> _Work task_
Would you please copy exactly the line with "of the swirl" and all lines that follow it in the data below, through the last one?

> _Data to use_
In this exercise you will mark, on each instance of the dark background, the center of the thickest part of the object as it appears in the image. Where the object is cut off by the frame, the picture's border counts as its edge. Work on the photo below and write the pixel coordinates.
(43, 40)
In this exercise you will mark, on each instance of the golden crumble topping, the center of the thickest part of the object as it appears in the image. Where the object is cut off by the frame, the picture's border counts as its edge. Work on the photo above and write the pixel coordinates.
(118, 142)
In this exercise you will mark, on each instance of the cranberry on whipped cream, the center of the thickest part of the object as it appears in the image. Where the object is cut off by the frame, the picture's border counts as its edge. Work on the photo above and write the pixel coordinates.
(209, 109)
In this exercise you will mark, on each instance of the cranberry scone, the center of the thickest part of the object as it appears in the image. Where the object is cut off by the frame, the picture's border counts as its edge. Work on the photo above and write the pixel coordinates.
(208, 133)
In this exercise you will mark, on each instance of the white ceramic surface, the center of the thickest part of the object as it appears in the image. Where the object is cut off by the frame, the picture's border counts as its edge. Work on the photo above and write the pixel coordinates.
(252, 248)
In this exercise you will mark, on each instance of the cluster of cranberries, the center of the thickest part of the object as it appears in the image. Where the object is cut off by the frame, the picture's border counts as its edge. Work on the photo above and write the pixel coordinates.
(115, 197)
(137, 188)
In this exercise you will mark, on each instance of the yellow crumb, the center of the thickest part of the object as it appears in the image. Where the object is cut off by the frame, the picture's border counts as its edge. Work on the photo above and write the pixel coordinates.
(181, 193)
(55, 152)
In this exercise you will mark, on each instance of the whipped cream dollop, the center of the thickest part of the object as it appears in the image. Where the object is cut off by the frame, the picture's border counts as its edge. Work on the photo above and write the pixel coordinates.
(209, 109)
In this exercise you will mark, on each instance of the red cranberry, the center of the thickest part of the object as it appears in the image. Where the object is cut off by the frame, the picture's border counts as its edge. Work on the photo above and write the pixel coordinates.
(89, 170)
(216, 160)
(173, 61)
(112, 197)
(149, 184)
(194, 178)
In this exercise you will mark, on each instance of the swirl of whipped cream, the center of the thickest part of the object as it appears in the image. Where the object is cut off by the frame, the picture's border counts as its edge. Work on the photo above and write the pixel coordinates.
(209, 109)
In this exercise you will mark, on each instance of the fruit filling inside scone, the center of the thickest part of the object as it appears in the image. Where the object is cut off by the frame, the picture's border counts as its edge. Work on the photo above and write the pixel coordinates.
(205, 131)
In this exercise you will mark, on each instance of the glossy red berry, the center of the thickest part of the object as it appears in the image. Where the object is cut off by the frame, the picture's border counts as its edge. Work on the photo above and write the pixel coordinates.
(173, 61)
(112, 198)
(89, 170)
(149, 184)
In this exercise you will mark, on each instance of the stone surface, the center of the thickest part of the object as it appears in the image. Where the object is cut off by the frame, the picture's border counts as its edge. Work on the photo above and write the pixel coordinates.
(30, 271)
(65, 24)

> _Written answer_
In this exercise you will mark, on each instance of the swirl of whipped cream, the center of the thickest part of the object as it appears in the image. Where the object is cut off by the frame, the picture's border counts as its edge. Work on the photo above and write the pixel coordinates.
(209, 109)
In this exercise you will mark, on each instance of the fruit filling inside scone, the center of the thickest part of the object as it appears in the image. Where the object is cut off by the frame, the picture's border counts as its edge. Work on the photo above and write the pixel coordinates.
(205, 131)
In this exercise you will mark, on each instance of the glossy red berry, the center of the thickest part of the object as it appears in the image. Where the object is cut off by the frame, the picture's border counts as its edge. Work on the photo above and write the pixel coordinates.
(173, 61)
(112, 198)
(89, 170)
(149, 184)
In this exercise you will mark, on each instance of the stone surface, the center of the thickest part of the object as it appears in the image. Where the object is cut off by the frame, the picture's border counts as its edge. Work on the photo above and write the pixel coordinates.
(30, 271)
(65, 24)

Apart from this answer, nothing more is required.